> TASK INSTRUCTIONS
Offset the lines below, from the first one through the line holding "pixel 293 404", inclusive. Write every one of them out again, keeping the wording unchanged, and add 46 to each x and y coordinate in the answers.

┄┄┄┄┄┄┄┄┄┄┄┄┄┄┄┄┄┄┄┄

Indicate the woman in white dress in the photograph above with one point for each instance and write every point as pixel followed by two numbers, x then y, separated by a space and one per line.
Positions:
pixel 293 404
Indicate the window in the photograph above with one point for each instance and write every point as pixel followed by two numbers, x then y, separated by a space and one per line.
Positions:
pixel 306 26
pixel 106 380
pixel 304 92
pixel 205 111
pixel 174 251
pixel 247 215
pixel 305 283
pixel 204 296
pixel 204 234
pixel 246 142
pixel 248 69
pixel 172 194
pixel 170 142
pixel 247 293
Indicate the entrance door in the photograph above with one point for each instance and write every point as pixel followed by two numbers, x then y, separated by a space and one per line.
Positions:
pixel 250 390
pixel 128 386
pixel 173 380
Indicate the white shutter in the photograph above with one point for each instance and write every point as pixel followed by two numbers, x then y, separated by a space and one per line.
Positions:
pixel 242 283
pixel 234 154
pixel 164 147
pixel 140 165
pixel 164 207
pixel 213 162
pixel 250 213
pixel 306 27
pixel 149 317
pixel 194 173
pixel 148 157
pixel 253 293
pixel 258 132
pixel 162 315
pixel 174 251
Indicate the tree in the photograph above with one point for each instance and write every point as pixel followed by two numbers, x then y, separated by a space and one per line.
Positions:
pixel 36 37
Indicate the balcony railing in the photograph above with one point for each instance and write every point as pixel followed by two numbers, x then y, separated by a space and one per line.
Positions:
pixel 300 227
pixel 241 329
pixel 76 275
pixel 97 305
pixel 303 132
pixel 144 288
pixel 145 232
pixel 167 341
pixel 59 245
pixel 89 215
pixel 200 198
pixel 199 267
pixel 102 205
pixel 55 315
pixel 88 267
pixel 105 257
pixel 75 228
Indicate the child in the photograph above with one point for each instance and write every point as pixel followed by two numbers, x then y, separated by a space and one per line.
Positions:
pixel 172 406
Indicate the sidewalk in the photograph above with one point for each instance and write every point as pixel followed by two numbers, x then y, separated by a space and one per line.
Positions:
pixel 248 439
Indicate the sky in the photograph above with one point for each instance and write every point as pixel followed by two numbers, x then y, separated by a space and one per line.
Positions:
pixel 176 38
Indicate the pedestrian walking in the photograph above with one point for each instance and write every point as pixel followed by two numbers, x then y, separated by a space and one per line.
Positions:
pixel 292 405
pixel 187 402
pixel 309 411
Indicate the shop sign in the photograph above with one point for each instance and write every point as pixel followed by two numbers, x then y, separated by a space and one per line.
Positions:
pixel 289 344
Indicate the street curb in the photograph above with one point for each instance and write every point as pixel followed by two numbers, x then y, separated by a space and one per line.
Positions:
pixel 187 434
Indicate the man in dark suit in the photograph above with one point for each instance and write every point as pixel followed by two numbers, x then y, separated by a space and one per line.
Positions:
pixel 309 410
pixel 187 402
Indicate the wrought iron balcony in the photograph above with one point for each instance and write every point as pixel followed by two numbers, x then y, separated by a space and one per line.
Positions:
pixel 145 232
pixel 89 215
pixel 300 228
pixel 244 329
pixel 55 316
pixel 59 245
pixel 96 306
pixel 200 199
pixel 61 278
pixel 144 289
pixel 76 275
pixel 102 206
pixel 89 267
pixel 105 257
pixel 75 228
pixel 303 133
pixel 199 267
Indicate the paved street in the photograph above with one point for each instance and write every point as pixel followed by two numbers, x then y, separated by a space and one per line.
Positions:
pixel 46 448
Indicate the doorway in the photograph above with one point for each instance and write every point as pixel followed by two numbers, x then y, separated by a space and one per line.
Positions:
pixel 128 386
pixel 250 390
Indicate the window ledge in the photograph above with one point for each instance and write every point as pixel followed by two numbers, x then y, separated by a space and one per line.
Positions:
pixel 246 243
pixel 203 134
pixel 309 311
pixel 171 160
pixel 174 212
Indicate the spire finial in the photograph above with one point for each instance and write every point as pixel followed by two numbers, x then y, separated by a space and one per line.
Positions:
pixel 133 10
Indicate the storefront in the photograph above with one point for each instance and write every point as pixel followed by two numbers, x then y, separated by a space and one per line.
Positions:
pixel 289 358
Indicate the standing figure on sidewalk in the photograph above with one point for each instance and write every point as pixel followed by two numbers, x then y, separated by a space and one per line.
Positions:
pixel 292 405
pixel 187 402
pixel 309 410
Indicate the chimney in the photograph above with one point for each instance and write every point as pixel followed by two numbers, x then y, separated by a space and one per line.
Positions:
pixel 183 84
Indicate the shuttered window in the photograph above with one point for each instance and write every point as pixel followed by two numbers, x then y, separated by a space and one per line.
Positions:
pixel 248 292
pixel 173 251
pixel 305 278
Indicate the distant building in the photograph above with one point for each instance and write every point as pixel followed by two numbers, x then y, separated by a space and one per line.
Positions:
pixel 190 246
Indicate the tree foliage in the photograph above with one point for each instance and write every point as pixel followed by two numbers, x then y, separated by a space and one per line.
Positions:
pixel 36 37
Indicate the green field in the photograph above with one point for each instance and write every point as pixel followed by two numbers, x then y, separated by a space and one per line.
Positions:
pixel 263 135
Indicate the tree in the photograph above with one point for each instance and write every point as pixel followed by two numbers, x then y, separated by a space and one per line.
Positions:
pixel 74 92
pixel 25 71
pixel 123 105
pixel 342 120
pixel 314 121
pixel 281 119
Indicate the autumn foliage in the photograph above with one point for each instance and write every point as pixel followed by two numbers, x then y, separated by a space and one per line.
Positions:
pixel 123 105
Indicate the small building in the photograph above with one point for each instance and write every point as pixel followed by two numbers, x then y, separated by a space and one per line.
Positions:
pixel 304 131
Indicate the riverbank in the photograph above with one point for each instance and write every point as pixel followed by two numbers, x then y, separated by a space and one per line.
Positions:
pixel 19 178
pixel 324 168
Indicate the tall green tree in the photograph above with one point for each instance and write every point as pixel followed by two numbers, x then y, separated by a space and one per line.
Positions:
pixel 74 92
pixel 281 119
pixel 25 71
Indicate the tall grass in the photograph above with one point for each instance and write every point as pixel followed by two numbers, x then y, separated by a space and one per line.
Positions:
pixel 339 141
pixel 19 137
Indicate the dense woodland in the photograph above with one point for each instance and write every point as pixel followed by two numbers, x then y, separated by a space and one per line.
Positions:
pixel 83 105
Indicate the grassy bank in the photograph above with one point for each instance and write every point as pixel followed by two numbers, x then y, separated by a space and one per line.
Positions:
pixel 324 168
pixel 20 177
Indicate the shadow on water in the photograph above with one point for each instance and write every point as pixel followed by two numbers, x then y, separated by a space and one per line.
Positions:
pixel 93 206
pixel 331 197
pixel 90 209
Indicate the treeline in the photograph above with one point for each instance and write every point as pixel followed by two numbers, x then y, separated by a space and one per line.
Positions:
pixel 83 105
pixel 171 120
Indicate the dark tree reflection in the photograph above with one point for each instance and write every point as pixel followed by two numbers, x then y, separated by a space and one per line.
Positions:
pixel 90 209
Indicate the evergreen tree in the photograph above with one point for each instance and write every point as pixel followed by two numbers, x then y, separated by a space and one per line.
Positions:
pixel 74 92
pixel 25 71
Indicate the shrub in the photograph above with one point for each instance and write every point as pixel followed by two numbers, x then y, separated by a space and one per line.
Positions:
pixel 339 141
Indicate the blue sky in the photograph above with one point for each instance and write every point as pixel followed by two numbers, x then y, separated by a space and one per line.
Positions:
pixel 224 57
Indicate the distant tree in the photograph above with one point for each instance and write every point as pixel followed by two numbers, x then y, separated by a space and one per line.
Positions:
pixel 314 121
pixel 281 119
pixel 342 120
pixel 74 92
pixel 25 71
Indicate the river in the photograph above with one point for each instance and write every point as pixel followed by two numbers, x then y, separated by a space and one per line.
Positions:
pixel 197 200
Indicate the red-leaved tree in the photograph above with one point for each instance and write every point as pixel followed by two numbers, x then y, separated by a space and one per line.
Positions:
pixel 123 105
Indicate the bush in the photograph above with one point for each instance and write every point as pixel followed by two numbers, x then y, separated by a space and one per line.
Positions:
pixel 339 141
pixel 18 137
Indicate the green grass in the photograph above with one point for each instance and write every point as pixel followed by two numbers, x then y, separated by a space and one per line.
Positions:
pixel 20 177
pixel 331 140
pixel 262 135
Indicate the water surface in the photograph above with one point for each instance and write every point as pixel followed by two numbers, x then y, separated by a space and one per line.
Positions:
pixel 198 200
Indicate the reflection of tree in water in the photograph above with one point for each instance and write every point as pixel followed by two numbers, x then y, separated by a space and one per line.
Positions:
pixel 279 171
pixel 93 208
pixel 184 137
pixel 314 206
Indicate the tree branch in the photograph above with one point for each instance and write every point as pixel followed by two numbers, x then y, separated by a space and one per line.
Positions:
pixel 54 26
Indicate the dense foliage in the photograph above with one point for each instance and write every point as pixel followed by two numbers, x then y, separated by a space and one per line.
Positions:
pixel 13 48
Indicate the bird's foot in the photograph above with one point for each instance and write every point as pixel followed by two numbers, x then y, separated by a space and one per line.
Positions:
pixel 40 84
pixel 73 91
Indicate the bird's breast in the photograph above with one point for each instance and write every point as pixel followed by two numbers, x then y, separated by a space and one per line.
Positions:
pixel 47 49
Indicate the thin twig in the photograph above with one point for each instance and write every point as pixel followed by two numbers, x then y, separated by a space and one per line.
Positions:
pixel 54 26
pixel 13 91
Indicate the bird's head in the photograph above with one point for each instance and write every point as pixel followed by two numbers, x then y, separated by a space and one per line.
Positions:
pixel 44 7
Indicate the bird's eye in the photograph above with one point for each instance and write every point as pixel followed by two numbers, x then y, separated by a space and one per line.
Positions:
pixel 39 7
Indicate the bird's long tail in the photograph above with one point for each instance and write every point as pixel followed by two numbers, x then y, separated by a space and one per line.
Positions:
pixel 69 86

┄┄┄┄┄┄┄┄┄┄┄┄┄┄┄┄┄┄┄┄

> REPLY TO THE TASK
Indicate the woman in white dress in the photograph above with one point for each instance and write every point as pixel followed by two numbers, x then y, separated by a space and one per line.
Positions:
pixel 339 450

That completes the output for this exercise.